New York şehrini gezmek için gidecekler bir kez daha düşünsün!
Alone in the Dark, oyun dünyası için çok değerli bir seri. Birçok konuda ilkleri gerçekleştirmiştir. Oynamasa bile hemen hemen herkes bu ismi bilir. Bende özellikle spor oyunlarının dışında gerilim yüklü yapımları çok severim. Fakat bu konuda maalesef uzun yıllardır nadir oyunlar yapıldı. En son bu tarz hangi oyunu oynadığımı dahi hatırlamıyorum. Senenin başında çıkan tanıtıcı videolar sayesinde iyice ağzımızın suyu akarken, sayılı gün çabuk geçti ve nihayet oyun piyasaya çıktı.
Alone in the Dark’da önceki bölümlerde...
Bu sefer Edward Carnby adında bir serbest araştırmacıyız. Gözümüzü açtığımız gibi bizi öldürmeye götürüyorlar. Kimiz, neyiz, neden kaçırıldık, neredeyiz, neden öldürülüyoruz hepsi cevapsız sorular. İnfaz için binanın üst katına çıkarken doğaüstü bir olay oluyor ve bizi öldürmeye götüren kişi ava giderken avlanıyor. Derken bina yavaş yavaş yıkılırken sizde maceranıza başlıyorsunuz. Çok enteresan bir giriş olmuş. İnsan neye uğradığına şaşırıyor. Kafanızda oluşan bütün sorular ilerledikçe yavaş yavaş cevaplanıyor. Bütün macera, sırları içinde barındıran New York şehrinin meşhur Central parkında geçiyor. Oyuna tamamen dizi havası verilmiş. Daha ilk baştan son bölümü oynayabiliyorsunuz. Sadece genel olarak değil bölümlerin içleri de bölünmüş. Oyunu durdurarak o anda yapamadığınız ve atlamak istediğinizde bir sonraki aşamaya geçebiliyorsunuz. Komple bölümü bitirdiğinizde sanki dizinin o bölümü bitmiş gibi yapımcıların isimleri dökülmeye başlıyor. Tekrar girdiğinizde ise o ana kadar yaşadıklarınızın bir özeti sunuluyor. Bu tekniği ilk defa meşhur dizi Lost’un oyununda rastlamıştık. Ama burada da gayet başarılı uygulanmış.

(Çözülecek soru) Alıntıya göre şu ifadeler doğru mu? (a) Oyundaki macera New York'taki Central Park'ta geçer. (b) Oyuncu, oyuna başladığında yalnızca ilk bölümü oynayabilir. (c) Bölümlerin sonunda özet sunma tekniğine ilk kez bu oyunda rastlanmıştır. Her biri için evet ya da hayır deyip alıntıdaki belirleyici sözleri birebir aktarın. Kayıtların bu alıntıyla hiçbir ilgisi yoktur.

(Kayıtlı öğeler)

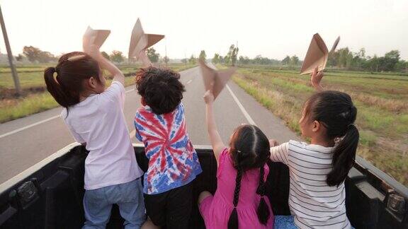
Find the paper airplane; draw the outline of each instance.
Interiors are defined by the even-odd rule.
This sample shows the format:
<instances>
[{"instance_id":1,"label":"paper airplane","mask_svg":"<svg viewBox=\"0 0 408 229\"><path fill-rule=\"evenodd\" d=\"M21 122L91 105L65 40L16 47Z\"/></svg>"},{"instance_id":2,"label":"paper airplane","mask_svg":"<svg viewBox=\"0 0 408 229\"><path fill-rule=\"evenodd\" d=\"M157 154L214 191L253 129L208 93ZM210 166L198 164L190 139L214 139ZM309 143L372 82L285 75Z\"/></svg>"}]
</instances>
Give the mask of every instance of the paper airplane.
<instances>
[{"instance_id":1,"label":"paper airplane","mask_svg":"<svg viewBox=\"0 0 408 229\"><path fill-rule=\"evenodd\" d=\"M110 30L94 30L90 26L88 26L82 40L84 49L86 49L86 47L92 45L101 48L109 34L110 34Z\"/></svg>"},{"instance_id":2,"label":"paper airplane","mask_svg":"<svg viewBox=\"0 0 408 229\"><path fill-rule=\"evenodd\" d=\"M141 52L144 52L148 47L157 43L163 37L164 37L164 35L162 35L145 34L142 28L140 20L137 18L133 27L133 30L132 30L128 58L135 57L136 60L139 60Z\"/></svg>"},{"instance_id":3,"label":"paper airplane","mask_svg":"<svg viewBox=\"0 0 408 229\"><path fill-rule=\"evenodd\" d=\"M337 37L336 42L332 47L331 53L334 52L336 47L339 44L340 37ZM322 71L326 67L327 63L327 58L329 57L329 50L323 39L320 37L319 33L313 35L307 53L303 61L302 69L300 69L300 75L307 74L313 72L313 70L317 67L317 71Z\"/></svg>"},{"instance_id":4,"label":"paper airplane","mask_svg":"<svg viewBox=\"0 0 408 229\"><path fill-rule=\"evenodd\" d=\"M201 76L203 76L205 90L212 90L214 94L214 100L215 100L232 74L237 71L237 67L217 71L209 67L201 59L198 60L198 64L201 69Z\"/></svg>"},{"instance_id":5,"label":"paper airplane","mask_svg":"<svg viewBox=\"0 0 408 229\"><path fill-rule=\"evenodd\" d=\"M332 46L332 49L330 49L330 52L329 52L329 55L331 55L333 54L333 52L334 52L336 48L337 47L337 45L339 45L339 42L340 42L340 36L337 37L337 39L336 39L334 41L334 44L333 44L333 46Z\"/></svg>"}]
</instances>

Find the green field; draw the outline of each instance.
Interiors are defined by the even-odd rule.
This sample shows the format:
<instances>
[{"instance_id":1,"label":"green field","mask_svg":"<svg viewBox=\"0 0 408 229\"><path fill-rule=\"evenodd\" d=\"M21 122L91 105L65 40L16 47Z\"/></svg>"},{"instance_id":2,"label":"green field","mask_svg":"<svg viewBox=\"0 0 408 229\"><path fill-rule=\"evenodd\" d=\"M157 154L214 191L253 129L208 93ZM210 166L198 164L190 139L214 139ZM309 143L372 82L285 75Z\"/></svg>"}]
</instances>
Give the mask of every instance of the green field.
<instances>
[{"instance_id":1,"label":"green field","mask_svg":"<svg viewBox=\"0 0 408 229\"><path fill-rule=\"evenodd\" d=\"M17 67L20 84L23 90L23 96L21 98L14 95L14 84L10 68L0 66L0 123L58 106L45 89L43 71L50 66L52 65L28 65ZM184 64L171 64L168 67L181 71L193 66L193 65ZM120 66L120 69L127 76L125 85L133 84L135 78L132 76L139 69L139 66L123 65Z\"/></svg>"},{"instance_id":2,"label":"green field","mask_svg":"<svg viewBox=\"0 0 408 229\"><path fill-rule=\"evenodd\" d=\"M239 67L234 81L300 134L305 100L314 91L309 76L261 66ZM348 93L358 108L358 154L408 185L408 76L328 71L327 90Z\"/></svg>"}]
</instances>

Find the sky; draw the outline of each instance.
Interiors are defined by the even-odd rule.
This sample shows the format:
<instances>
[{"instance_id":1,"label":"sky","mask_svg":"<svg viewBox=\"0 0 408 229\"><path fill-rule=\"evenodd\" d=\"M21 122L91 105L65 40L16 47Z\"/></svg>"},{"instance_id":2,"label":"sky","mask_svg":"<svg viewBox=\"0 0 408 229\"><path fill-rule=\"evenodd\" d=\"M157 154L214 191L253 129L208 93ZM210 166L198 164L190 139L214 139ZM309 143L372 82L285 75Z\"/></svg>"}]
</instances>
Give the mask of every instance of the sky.
<instances>
[{"instance_id":1,"label":"sky","mask_svg":"<svg viewBox=\"0 0 408 229\"><path fill-rule=\"evenodd\" d=\"M225 55L238 44L239 55L303 59L313 34L319 33L329 49L366 55L398 49L408 60L408 1L105 1L0 0L13 55L33 45L60 54L81 49L88 25L108 29L101 47L128 56L130 33L137 18L147 33L163 34L154 46L171 59ZM0 52L6 52L2 35Z\"/></svg>"}]
</instances>

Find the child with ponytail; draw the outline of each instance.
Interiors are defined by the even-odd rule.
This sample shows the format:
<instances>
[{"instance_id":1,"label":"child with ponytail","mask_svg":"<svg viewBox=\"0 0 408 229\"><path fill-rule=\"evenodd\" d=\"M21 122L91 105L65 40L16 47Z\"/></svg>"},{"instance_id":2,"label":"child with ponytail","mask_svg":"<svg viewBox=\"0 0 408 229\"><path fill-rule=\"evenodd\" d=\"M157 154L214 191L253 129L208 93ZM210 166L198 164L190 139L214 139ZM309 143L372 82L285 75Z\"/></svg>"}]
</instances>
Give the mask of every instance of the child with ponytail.
<instances>
[{"instance_id":1,"label":"child with ponytail","mask_svg":"<svg viewBox=\"0 0 408 229\"><path fill-rule=\"evenodd\" d=\"M215 194L203 192L198 197L206 228L273 228L273 214L264 196L271 155L268 138L256 126L243 124L232 134L229 147L225 146L212 114L212 93L207 91L204 100L218 167Z\"/></svg>"},{"instance_id":2,"label":"child with ponytail","mask_svg":"<svg viewBox=\"0 0 408 229\"><path fill-rule=\"evenodd\" d=\"M113 204L125 228L140 228L145 219L142 172L123 116L125 78L96 47L64 54L45 69L47 89L64 109L61 117L75 140L89 151L85 160L83 228L104 228ZM105 89L101 69L114 76Z\"/></svg>"},{"instance_id":3,"label":"child with ponytail","mask_svg":"<svg viewBox=\"0 0 408 229\"><path fill-rule=\"evenodd\" d=\"M276 216L276 228L351 228L346 214L344 180L354 164L358 130L350 95L322 90L322 72L312 74L319 91L305 102L299 121L311 143L271 140L271 160L288 165L292 215Z\"/></svg>"}]
</instances>

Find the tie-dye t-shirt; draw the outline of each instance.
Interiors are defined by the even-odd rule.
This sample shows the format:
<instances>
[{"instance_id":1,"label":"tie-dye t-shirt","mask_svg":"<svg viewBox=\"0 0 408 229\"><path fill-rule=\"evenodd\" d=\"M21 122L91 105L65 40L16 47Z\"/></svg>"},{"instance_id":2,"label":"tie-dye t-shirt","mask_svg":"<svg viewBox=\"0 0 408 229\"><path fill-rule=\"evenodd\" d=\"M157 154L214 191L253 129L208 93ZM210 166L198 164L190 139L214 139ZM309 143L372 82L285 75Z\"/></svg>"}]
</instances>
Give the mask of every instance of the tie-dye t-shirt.
<instances>
[{"instance_id":1,"label":"tie-dye t-shirt","mask_svg":"<svg viewBox=\"0 0 408 229\"><path fill-rule=\"evenodd\" d=\"M186 129L184 106L171 112L156 114L149 106L135 117L136 138L144 144L149 168L143 192L162 193L188 184L201 173L197 153Z\"/></svg>"}]
</instances>

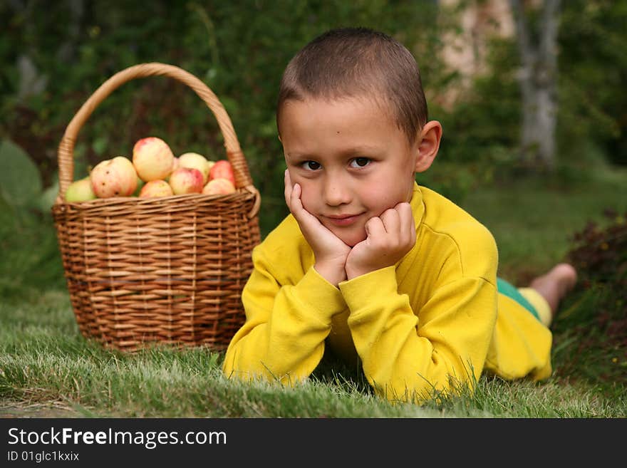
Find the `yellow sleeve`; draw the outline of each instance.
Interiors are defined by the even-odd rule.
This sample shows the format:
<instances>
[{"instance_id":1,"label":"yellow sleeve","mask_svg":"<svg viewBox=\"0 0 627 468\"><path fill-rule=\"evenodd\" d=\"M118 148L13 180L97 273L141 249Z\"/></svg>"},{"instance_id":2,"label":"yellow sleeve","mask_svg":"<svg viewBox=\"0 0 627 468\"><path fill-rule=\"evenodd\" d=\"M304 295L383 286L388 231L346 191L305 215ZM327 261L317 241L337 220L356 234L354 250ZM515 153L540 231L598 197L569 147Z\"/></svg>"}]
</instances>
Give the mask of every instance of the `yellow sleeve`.
<instances>
[{"instance_id":1,"label":"yellow sleeve","mask_svg":"<svg viewBox=\"0 0 627 468\"><path fill-rule=\"evenodd\" d=\"M227 376L294 385L309 377L322 358L331 316L346 305L339 290L313 266L296 284L281 284L271 265L289 269L290 261L268 261L259 247L254 250L254 270L242 296L246 322L227 350Z\"/></svg>"},{"instance_id":2,"label":"yellow sleeve","mask_svg":"<svg viewBox=\"0 0 627 468\"><path fill-rule=\"evenodd\" d=\"M364 373L379 394L420 401L434 390L455 391L451 384L472 386L479 379L496 321L494 284L455 279L436 289L416 313L409 296L398 292L394 266L339 287Z\"/></svg>"}]
</instances>

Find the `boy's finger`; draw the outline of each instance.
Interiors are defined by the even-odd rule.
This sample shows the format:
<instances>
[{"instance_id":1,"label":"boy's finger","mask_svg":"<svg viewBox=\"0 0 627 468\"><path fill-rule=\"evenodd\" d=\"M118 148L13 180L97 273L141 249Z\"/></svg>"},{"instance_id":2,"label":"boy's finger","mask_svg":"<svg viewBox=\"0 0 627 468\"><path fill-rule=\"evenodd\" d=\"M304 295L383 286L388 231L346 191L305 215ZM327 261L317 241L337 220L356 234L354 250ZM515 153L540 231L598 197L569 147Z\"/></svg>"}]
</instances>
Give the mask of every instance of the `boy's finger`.
<instances>
[{"instance_id":1,"label":"boy's finger","mask_svg":"<svg viewBox=\"0 0 627 468\"><path fill-rule=\"evenodd\" d=\"M285 188L283 189L283 194L285 197L285 202L289 207L289 199L291 195L292 186L291 181L289 179L289 172L286 169L285 174L283 176L283 182L285 184Z\"/></svg>"},{"instance_id":2,"label":"boy's finger","mask_svg":"<svg viewBox=\"0 0 627 468\"><path fill-rule=\"evenodd\" d=\"M383 226L383 222L378 216L366 221L364 228L366 228L366 235L370 239L385 235L385 227Z\"/></svg>"},{"instance_id":3,"label":"boy's finger","mask_svg":"<svg viewBox=\"0 0 627 468\"><path fill-rule=\"evenodd\" d=\"M383 223L383 227L388 233L398 233L400 227L400 218L398 212L394 208L390 208L383 212L380 217Z\"/></svg>"}]
</instances>

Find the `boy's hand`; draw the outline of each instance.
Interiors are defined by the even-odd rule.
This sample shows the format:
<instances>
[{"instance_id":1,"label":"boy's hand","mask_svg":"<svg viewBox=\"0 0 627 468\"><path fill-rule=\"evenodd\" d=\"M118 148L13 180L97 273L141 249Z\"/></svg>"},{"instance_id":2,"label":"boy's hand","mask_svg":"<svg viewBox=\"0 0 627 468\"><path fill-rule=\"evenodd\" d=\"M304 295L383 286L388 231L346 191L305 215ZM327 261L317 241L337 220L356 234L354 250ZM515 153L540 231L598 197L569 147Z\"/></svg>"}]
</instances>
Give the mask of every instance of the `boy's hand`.
<instances>
[{"instance_id":1,"label":"boy's hand","mask_svg":"<svg viewBox=\"0 0 627 468\"><path fill-rule=\"evenodd\" d=\"M301 232L309 242L316 264L314 268L326 281L337 286L346 279L345 266L351 247L325 227L315 216L303 207L301 189L299 184L292 185L289 171L285 171L285 202L294 215Z\"/></svg>"},{"instance_id":2,"label":"boy's hand","mask_svg":"<svg viewBox=\"0 0 627 468\"><path fill-rule=\"evenodd\" d=\"M346 259L348 279L395 264L416 242L416 227L409 203L399 203L366 223L368 237Z\"/></svg>"}]
</instances>

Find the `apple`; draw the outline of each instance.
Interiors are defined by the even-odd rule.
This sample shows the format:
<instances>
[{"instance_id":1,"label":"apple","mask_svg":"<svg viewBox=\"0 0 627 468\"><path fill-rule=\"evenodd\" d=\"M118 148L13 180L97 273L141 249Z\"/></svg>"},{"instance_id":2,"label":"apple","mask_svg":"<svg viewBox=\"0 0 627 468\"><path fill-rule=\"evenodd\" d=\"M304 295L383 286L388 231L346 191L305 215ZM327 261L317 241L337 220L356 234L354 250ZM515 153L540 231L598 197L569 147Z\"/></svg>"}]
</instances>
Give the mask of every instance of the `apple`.
<instances>
[{"instance_id":1,"label":"apple","mask_svg":"<svg viewBox=\"0 0 627 468\"><path fill-rule=\"evenodd\" d=\"M135 187L135 192L133 192L133 197L139 197L140 196L140 192L142 191L142 189L143 188L144 184L146 182L145 182L143 180L142 180L140 178L140 176L138 176L138 186Z\"/></svg>"},{"instance_id":2,"label":"apple","mask_svg":"<svg viewBox=\"0 0 627 468\"><path fill-rule=\"evenodd\" d=\"M124 156L98 162L89 174L92 189L98 198L129 197L137 188L137 177L133 163Z\"/></svg>"},{"instance_id":3,"label":"apple","mask_svg":"<svg viewBox=\"0 0 627 468\"><path fill-rule=\"evenodd\" d=\"M170 175L170 186L175 195L202 192L202 173L197 169L177 167Z\"/></svg>"},{"instance_id":4,"label":"apple","mask_svg":"<svg viewBox=\"0 0 627 468\"><path fill-rule=\"evenodd\" d=\"M76 180L70 184L66 190L66 201L68 203L73 202L86 202L96 198L91 187L91 180L89 177L84 177L80 180Z\"/></svg>"},{"instance_id":5,"label":"apple","mask_svg":"<svg viewBox=\"0 0 627 468\"><path fill-rule=\"evenodd\" d=\"M161 138L146 137L133 147L133 165L144 182L163 180L172 172L174 154Z\"/></svg>"},{"instance_id":6,"label":"apple","mask_svg":"<svg viewBox=\"0 0 627 468\"><path fill-rule=\"evenodd\" d=\"M212 179L202 188L202 193L205 195L229 194L234 192L235 192L235 186L230 180L224 177Z\"/></svg>"},{"instance_id":7,"label":"apple","mask_svg":"<svg viewBox=\"0 0 627 468\"><path fill-rule=\"evenodd\" d=\"M209 180L228 179L234 185L235 176L233 175L233 166L227 160L218 160L209 171Z\"/></svg>"},{"instance_id":8,"label":"apple","mask_svg":"<svg viewBox=\"0 0 627 468\"><path fill-rule=\"evenodd\" d=\"M209 170L211 168L209 161L202 155L197 152L186 152L178 157L180 167L197 169L202 174L202 184L209 180Z\"/></svg>"},{"instance_id":9,"label":"apple","mask_svg":"<svg viewBox=\"0 0 627 468\"><path fill-rule=\"evenodd\" d=\"M172 187L165 180L157 179L147 182L140 191L140 198L155 198L156 197L172 197L174 192Z\"/></svg>"}]
</instances>

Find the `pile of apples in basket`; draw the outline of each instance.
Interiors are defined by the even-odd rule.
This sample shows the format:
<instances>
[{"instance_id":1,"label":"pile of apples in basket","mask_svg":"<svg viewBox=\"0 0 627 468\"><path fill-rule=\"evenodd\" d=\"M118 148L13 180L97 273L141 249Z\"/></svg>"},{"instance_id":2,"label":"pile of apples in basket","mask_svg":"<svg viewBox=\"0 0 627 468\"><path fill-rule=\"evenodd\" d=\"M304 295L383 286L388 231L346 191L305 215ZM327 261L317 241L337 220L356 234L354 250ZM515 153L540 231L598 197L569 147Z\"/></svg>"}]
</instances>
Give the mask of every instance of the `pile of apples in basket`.
<instances>
[{"instance_id":1,"label":"pile of apples in basket","mask_svg":"<svg viewBox=\"0 0 627 468\"><path fill-rule=\"evenodd\" d=\"M147 137L133 146L132 161L125 156L105 160L94 166L88 177L72 182L66 201L234 192L233 167L228 160L212 161L196 152L177 157L163 140Z\"/></svg>"}]
</instances>

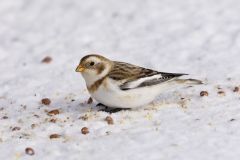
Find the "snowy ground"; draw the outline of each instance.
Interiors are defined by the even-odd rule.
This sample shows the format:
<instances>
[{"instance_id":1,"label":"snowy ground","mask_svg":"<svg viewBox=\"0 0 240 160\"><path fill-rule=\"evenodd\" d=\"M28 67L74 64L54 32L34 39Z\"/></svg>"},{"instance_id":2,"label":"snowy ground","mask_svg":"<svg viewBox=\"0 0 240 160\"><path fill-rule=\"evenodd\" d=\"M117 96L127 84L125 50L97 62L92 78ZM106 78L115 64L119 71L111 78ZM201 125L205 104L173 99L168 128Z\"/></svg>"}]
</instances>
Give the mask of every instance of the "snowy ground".
<instances>
[{"instance_id":1,"label":"snowy ground","mask_svg":"<svg viewBox=\"0 0 240 160\"><path fill-rule=\"evenodd\" d=\"M239 0L1 0L0 159L238 160L239 14ZM207 85L163 93L108 125L74 72L89 52Z\"/></svg>"}]
</instances>

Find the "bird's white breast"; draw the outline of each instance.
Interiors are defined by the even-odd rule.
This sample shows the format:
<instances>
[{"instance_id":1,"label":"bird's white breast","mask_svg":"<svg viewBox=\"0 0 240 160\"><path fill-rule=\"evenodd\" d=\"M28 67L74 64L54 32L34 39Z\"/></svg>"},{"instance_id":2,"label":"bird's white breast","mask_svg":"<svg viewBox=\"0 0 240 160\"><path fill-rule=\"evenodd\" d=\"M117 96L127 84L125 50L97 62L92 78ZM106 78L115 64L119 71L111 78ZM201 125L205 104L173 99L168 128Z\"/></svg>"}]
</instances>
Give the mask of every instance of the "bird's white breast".
<instances>
[{"instance_id":1,"label":"bird's white breast","mask_svg":"<svg viewBox=\"0 0 240 160\"><path fill-rule=\"evenodd\" d=\"M116 81L106 78L91 96L108 107L136 108L153 101L161 90L161 85L154 85L124 91Z\"/></svg>"}]
</instances>

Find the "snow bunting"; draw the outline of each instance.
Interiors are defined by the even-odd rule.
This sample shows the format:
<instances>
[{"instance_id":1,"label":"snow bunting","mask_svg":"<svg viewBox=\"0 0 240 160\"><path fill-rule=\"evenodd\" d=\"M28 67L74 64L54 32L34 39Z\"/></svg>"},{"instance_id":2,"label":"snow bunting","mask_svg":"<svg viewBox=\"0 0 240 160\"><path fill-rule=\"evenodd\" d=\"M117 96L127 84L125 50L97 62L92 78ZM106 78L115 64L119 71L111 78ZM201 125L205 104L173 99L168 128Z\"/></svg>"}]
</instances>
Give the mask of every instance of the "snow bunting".
<instances>
[{"instance_id":1,"label":"snow bunting","mask_svg":"<svg viewBox=\"0 0 240 160\"><path fill-rule=\"evenodd\" d=\"M83 57L76 72L81 72L91 96L111 108L144 106L175 84L201 84L179 79L187 74L158 72L94 54Z\"/></svg>"}]
</instances>

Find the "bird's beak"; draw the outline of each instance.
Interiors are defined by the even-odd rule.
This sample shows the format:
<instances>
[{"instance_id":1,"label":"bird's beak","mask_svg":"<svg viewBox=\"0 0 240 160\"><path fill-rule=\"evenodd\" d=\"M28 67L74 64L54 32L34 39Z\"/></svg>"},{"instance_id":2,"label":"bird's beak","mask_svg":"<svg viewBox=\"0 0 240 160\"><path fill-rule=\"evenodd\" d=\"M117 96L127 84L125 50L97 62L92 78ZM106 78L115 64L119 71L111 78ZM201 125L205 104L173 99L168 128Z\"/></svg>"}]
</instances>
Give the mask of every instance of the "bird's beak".
<instances>
[{"instance_id":1,"label":"bird's beak","mask_svg":"<svg viewBox=\"0 0 240 160\"><path fill-rule=\"evenodd\" d=\"M81 65L79 65L77 68L76 68L76 72L83 72L85 70L85 68Z\"/></svg>"}]
</instances>

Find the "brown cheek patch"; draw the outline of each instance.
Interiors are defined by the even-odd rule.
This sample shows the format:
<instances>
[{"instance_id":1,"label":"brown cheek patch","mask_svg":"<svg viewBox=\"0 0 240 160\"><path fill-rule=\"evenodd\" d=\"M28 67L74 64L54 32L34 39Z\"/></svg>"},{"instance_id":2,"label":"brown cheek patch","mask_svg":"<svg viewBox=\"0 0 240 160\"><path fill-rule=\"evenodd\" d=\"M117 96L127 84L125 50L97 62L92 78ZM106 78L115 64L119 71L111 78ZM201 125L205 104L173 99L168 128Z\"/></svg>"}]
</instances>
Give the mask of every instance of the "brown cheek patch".
<instances>
[{"instance_id":1,"label":"brown cheek patch","mask_svg":"<svg viewBox=\"0 0 240 160\"><path fill-rule=\"evenodd\" d=\"M104 70L104 65L103 64L100 64L98 67L97 67L97 74L101 74Z\"/></svg>"},{"instance_id":2,"label":"brown cheek patch","mask_svg":"<svg viewBox=\"0 0 240 160\"><path fill-rule=\"evenodd\" d=\"M94 84L92 84L91 86L87 87L88 91L89 91L90 93L95 92L95 91L99 88L99 86L103 83L103 81L105 80L105 78L106 78L106 77L103 77L103 78L97 80L97 81L96 81Z\"/></svg>"}]
</instances>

(Sorunun cevabı)
(a) Evet: "Bütün macera, sırları içinde barındıran New York şehrinin meşhur Central parkında geçiyor."
(b) Hayır: "Daha ilk baştan son bölümü oynayabiliyorsunuz."
(c) Hayır: "Bu tekniği ilk defa meşhur dizi Lost’un oyununda rastlamıştık."